• Provided information:
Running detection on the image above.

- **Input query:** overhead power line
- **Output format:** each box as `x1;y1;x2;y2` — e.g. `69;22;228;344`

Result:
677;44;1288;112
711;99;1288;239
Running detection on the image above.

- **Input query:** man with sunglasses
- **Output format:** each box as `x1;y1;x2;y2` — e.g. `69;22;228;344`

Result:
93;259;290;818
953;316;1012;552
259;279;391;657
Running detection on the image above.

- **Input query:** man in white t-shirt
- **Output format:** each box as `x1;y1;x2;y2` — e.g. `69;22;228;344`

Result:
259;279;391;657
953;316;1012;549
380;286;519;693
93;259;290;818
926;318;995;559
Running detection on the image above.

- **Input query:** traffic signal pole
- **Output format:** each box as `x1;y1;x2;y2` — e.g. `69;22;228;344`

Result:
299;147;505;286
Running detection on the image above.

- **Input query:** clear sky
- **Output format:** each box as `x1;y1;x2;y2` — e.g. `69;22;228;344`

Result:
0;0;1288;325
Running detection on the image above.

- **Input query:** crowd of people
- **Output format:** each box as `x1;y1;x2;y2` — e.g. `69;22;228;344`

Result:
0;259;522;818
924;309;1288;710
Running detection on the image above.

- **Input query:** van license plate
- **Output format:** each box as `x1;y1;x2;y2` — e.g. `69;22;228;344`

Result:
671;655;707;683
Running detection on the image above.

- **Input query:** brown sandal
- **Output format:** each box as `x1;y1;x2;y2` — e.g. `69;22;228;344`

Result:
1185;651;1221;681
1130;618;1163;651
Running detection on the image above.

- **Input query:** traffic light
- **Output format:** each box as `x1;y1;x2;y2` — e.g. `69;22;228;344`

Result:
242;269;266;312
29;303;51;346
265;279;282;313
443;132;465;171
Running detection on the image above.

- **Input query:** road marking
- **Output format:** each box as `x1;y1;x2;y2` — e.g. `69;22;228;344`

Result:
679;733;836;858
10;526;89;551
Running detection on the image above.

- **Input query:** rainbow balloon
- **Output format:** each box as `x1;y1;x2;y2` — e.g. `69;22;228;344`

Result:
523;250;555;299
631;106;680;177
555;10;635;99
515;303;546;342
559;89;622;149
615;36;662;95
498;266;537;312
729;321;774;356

...

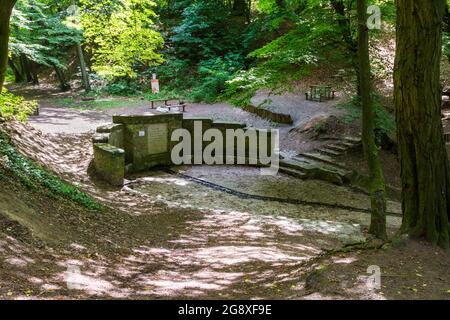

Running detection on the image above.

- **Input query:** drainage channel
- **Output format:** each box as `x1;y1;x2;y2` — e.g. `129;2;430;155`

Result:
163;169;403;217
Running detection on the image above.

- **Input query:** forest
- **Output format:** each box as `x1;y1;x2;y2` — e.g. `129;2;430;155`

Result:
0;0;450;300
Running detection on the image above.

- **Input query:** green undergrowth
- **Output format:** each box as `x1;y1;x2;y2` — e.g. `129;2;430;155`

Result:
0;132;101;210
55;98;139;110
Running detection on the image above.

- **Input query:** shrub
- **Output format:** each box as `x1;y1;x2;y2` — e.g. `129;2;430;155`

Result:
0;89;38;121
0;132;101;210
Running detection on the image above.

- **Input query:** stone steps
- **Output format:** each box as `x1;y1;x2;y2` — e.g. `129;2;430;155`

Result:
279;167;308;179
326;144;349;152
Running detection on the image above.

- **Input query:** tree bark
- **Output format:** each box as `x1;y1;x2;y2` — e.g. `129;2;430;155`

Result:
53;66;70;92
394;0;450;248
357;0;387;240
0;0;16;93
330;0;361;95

--

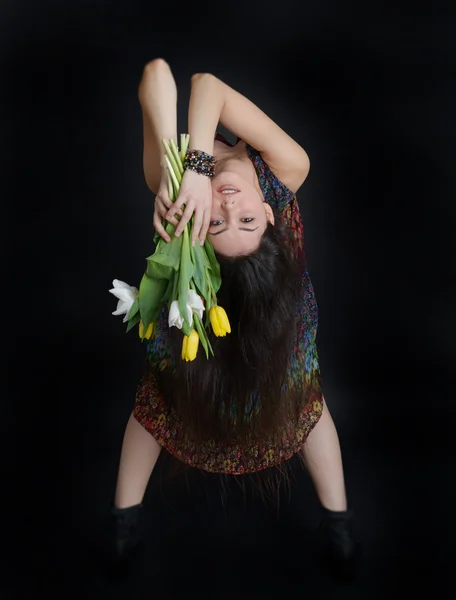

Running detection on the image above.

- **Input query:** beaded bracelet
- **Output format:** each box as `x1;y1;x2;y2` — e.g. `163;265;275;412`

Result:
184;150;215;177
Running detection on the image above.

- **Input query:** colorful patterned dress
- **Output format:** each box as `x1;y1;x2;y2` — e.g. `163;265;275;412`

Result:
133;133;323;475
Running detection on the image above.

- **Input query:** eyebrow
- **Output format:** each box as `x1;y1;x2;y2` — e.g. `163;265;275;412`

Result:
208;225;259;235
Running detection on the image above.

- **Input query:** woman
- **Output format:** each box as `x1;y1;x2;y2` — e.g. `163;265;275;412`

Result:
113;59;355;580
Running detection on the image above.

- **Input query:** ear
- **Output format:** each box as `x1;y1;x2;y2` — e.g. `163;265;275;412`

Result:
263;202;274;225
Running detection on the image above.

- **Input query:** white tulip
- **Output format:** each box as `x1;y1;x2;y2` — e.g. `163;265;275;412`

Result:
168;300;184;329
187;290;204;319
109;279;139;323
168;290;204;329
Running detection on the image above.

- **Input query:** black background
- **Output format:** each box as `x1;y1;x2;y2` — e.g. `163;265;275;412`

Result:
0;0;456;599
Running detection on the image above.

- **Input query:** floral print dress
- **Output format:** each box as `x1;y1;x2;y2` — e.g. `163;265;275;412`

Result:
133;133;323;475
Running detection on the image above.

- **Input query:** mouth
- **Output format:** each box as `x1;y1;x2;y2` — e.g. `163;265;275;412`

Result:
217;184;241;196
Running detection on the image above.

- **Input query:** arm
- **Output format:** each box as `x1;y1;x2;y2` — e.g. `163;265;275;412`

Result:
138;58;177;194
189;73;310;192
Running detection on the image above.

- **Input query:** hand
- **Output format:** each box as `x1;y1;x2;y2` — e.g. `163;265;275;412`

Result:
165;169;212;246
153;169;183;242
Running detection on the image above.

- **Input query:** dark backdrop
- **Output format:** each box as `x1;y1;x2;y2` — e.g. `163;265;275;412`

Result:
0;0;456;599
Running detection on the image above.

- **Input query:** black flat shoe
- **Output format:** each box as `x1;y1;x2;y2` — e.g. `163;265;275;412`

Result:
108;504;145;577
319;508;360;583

• Aim: Select every line in the items above that contains the word "traffic", and copy each of those lines.

• Completed exercise:
- **Input query:** traffic signal pole
- **Input query:** traffic light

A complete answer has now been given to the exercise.